Hier als Beispiel einige Bilder von

Attrappen der Wirklichkeit,

entweder vor der Aufnahme oder nach der Aufnahme hergestellt:

 

 

Hier links haben wir das echte Foto von einem Tornado, das im Jahre 2001
im Juni in Louisiana  gemacht wurde.
Das zweite Bild zeigt einen Dreifachtornado und wurde - ein Jahr später - in
Zusammenhang mit dem Hurricane Lilli 2002 in den Medien herumgeboten.
Erstens zeigte es nicht den Tornado Lilli und war schon ein Jahr alt,
zweitens war es überhaupt kein Dreifachtornado sondern ein am
Computer kreierter,  drittens wurden die drei Windhosen  kräftig verstärkt,
aber sonst stimmte ja alles...

   

 

Hier haben wir eine menschlich 
ganz traurige Geschichte:

Ein Fotograf der LOS ANGELES TIMES machte die beiden oberen Bilder in Basra im Süden des Iraks.
Er machte dann aus beiden Fotos eines, indem er aus dem linken Bild den Soldaten nahm mit der
ausgestreckten Hand, und aus dem rechten Bild den Mann mit dem Kind auf dem Arm.
Aufmerksame Leser der Zeitung entdeckten am 31. März 2003 in der Zeitung die Montage (Wenn Sie
genau hinsehen entdecken Sie, dass unten links Personen zweimal abgebildet sind).
Der Direktor für Fotografie der Zeitung entschuldigte sich bei den Lesern für
diese Fotomontage und - der seit 1998 fest angestellte Fotograf
wurde fristlos entlassen. Wäre er ehrlich geblieben und hätte
'Fotomontage' unter das Bild gesetzt, würde er seine Stelle
heute noch haben..

BEREITGESTELLTE DATEN ->
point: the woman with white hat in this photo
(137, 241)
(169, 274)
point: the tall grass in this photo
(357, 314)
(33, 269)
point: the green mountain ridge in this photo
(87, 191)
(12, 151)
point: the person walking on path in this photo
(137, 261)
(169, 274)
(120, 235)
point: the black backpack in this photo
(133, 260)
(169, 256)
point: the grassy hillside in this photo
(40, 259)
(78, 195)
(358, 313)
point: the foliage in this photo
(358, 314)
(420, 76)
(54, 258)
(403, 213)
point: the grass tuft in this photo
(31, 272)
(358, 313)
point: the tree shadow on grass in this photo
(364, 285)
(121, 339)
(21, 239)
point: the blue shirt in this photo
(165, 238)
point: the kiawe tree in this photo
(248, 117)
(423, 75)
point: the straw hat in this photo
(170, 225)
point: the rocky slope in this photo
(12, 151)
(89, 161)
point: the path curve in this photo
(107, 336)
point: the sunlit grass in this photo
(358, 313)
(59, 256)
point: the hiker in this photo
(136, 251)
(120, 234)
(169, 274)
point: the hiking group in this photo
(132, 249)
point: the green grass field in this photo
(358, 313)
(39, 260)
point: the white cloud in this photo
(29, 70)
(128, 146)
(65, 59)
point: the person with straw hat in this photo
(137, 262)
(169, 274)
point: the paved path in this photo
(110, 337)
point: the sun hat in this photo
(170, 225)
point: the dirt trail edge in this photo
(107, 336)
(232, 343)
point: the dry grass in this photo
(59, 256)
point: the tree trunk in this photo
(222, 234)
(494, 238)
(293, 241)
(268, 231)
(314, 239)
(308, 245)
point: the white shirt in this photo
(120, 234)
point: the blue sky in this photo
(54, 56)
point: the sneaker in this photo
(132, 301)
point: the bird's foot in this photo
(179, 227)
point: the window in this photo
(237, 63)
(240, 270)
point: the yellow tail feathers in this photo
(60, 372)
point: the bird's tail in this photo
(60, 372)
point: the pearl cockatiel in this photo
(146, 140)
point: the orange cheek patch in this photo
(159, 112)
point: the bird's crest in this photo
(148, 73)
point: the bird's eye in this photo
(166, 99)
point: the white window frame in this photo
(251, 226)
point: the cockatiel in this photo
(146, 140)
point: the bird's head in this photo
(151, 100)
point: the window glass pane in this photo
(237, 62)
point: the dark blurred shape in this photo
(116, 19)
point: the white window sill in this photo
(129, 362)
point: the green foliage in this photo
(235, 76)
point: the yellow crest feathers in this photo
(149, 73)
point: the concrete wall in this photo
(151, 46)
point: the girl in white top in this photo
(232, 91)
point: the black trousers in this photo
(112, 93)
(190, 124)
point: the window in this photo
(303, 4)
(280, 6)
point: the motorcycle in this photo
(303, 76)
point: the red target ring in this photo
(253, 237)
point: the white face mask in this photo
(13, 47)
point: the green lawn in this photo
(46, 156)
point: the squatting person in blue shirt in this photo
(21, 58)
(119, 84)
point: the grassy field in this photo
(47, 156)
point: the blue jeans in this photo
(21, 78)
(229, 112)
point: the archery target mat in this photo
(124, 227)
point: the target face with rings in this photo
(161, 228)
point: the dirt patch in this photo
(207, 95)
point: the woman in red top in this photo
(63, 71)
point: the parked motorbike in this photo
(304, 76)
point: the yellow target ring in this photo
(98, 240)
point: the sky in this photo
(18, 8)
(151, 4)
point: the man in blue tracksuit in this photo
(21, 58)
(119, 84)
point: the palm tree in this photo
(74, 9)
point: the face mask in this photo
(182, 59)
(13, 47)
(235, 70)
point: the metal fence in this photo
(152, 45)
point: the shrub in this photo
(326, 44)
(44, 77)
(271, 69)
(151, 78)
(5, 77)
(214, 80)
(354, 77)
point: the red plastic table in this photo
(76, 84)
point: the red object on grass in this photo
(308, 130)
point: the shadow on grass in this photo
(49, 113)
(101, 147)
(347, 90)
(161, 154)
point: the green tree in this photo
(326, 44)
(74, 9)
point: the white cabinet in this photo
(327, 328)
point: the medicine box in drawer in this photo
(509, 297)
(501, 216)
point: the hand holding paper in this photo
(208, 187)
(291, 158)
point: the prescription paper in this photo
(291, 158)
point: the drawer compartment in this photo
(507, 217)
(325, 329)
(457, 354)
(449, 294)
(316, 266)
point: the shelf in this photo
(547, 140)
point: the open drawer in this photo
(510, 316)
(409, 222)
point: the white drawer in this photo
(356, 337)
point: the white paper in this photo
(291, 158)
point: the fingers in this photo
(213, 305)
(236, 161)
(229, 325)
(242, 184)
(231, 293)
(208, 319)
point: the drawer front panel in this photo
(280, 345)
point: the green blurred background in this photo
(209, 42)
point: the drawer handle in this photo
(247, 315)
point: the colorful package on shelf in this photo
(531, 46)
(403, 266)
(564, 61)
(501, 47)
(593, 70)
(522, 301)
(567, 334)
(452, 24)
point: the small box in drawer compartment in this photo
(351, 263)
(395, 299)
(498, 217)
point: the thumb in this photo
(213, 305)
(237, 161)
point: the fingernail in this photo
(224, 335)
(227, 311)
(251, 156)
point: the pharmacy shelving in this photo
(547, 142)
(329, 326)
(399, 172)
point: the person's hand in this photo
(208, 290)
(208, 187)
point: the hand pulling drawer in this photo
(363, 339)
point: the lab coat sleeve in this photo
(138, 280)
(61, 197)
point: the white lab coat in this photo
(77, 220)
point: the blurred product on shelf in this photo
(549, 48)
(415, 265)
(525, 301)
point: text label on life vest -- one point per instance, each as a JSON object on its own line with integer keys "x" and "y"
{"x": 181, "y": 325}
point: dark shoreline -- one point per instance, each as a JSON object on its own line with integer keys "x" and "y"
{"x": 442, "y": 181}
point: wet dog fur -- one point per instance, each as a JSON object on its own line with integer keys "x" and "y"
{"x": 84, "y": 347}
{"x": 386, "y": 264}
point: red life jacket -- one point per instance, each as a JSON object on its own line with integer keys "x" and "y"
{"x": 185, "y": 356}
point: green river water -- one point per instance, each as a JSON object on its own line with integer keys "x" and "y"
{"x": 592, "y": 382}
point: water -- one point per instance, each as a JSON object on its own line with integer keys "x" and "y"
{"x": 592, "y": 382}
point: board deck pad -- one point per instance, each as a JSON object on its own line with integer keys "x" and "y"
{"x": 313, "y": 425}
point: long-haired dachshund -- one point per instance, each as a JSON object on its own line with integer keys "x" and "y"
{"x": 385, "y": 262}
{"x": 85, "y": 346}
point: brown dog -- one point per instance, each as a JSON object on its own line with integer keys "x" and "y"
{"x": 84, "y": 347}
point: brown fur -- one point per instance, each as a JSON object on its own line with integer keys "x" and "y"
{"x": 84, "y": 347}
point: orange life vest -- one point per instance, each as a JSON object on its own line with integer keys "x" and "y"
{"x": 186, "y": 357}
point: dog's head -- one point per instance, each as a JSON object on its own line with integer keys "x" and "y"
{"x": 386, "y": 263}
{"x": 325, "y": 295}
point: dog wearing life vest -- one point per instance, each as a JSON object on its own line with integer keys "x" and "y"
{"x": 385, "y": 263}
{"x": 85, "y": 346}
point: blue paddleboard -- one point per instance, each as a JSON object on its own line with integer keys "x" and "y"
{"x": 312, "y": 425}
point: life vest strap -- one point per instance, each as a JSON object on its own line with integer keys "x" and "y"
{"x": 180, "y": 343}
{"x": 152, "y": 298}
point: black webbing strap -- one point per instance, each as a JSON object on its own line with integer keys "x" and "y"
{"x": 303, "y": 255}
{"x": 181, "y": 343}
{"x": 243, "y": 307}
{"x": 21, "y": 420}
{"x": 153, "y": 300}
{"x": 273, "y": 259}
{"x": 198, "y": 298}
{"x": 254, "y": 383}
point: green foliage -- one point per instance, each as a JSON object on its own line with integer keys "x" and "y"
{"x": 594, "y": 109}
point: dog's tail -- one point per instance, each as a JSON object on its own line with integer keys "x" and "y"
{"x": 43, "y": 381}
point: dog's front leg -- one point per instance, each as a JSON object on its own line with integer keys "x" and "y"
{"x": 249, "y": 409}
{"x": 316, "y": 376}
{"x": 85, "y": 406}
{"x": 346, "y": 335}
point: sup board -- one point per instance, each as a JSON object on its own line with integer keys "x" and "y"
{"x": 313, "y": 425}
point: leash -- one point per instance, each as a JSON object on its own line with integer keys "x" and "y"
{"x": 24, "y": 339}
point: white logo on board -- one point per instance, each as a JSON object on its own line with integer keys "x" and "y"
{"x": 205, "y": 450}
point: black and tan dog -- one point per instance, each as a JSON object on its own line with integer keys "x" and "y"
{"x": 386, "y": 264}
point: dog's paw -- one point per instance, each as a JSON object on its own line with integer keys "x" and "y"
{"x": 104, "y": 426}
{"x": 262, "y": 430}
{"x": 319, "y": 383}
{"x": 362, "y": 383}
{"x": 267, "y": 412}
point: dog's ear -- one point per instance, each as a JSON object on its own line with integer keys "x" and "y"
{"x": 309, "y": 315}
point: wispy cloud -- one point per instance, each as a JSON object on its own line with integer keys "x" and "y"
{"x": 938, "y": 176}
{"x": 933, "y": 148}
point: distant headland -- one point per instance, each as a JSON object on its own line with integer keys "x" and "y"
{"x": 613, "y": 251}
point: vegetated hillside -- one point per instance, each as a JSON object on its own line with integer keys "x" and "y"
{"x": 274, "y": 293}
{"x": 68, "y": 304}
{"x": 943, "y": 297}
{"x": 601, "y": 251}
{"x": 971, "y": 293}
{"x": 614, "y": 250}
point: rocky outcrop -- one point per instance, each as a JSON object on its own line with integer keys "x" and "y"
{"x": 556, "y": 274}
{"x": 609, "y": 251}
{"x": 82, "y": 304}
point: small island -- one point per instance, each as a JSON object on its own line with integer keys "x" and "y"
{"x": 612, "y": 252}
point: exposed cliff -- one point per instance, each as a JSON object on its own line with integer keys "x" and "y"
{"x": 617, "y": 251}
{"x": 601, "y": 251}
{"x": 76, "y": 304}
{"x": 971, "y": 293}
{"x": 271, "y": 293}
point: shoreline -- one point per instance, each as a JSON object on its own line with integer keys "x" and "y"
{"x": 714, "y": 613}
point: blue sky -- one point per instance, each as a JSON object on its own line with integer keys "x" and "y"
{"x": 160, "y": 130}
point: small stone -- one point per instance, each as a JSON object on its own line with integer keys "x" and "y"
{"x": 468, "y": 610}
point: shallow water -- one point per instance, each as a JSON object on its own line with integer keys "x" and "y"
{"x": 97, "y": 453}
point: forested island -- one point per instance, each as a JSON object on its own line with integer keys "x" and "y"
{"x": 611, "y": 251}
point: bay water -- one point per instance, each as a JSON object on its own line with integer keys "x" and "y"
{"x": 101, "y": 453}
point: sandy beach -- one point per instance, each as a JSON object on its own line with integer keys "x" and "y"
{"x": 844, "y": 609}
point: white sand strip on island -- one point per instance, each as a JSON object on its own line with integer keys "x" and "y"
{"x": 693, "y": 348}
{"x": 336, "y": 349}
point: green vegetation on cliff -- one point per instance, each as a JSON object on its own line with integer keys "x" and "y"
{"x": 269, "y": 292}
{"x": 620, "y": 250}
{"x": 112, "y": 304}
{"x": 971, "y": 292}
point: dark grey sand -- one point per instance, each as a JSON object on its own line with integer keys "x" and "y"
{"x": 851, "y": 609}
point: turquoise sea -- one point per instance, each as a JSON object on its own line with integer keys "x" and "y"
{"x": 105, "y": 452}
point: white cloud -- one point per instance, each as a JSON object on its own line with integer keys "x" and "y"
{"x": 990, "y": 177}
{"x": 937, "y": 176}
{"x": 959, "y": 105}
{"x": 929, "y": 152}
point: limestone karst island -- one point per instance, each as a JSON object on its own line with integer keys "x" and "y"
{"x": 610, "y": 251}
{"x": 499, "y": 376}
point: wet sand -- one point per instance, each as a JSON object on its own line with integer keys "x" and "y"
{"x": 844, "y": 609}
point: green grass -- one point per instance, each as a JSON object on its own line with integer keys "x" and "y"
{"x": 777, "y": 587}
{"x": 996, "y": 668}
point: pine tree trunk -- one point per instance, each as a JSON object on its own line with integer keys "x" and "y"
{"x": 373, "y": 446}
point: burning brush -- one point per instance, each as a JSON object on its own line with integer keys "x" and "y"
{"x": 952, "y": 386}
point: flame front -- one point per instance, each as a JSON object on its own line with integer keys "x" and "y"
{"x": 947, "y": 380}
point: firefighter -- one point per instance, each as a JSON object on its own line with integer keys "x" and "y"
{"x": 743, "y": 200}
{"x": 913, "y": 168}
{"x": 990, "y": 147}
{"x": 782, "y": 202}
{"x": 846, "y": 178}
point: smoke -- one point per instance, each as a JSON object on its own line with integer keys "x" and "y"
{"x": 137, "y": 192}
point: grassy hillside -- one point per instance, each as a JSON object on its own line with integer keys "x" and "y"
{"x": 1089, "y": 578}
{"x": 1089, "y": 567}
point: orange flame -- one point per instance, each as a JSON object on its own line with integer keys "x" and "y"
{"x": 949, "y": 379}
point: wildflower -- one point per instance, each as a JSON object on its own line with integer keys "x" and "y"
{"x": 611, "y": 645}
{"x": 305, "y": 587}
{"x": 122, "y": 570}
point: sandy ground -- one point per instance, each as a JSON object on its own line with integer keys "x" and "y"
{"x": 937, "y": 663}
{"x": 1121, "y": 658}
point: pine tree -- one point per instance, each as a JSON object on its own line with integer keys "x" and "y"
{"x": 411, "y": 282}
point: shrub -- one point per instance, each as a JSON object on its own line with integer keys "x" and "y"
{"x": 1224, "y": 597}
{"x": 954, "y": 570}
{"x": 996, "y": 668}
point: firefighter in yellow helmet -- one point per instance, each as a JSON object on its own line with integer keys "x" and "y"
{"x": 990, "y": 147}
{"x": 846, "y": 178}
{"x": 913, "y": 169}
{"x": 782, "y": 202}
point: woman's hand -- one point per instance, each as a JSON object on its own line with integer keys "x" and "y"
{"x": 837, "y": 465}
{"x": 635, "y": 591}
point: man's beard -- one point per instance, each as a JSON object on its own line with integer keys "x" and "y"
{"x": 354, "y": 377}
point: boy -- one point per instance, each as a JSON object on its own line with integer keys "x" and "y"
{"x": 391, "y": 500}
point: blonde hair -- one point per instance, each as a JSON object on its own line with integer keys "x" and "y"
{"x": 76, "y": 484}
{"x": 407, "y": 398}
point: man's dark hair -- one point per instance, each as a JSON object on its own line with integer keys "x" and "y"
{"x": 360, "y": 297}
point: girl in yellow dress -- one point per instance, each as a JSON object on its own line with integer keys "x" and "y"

ZU ERLEDIGEN ->
Wie geht der Text über gefälschte Fotos nach seinem letzten Satz weiter? Schreiben Sie die Fortsetzung.

ERGEBNIS ->
Hier noch zwei brandneue Beispiele aus diesem Jahr,
wie schön man auch ohne Photoshop
manipulieren und arrangieren kann:

      

Links das Naturfoto im Upper Antelope Canyon in Utah,
und rechts die Naturbild-Attrappe, nachdem jemand
Sand in die Luft geworfen hat.
Im Sommer ist man mit mindestens 50 Leuten zusammen
in diesem Canyon, und man hat große Mühe ein
echtes Naturfoto zu machen, weil von allen Seiten
Hände voll Sand geworfen werden,
um 'bessere' Fotos zu bekommen.

 

          

So wie im linken Foto sieht es am Eingang zur Wave in Arizona wirklich aus.
Kollegen haben dort freundlicherweise ein kleines Lager an Zweigen und Ästen angelegt,
damit man das Motiv leichter 'verbessern' kann,
und nicht erst lange suchen muss...



Ist das Naturfotografie?
Oder Theaterfotografie mit
natürlichen Kulissen?


Naturfotografie heißt doch eigentlich: 
'Das Spektakel der Wirklichkeit und die Faszination des Augenblickes einzufangen'. 
Wenn man nun Motive vor der Aufnahme mit Diafilm arrangiert oder nachher digital mit Photoshop manipuliert, dann beraubt man sich doch selber der größten Wirkung, die Naturfotografie haben kann, und das ist nicht nur sehr schade, sondern man bringt sich doch letztlich selber um die Freude an der Naturfotografie, um deretwillen man sie ja - eigentlich - betreibt. Arrangieren als 'Schuß in das eigene Knie'?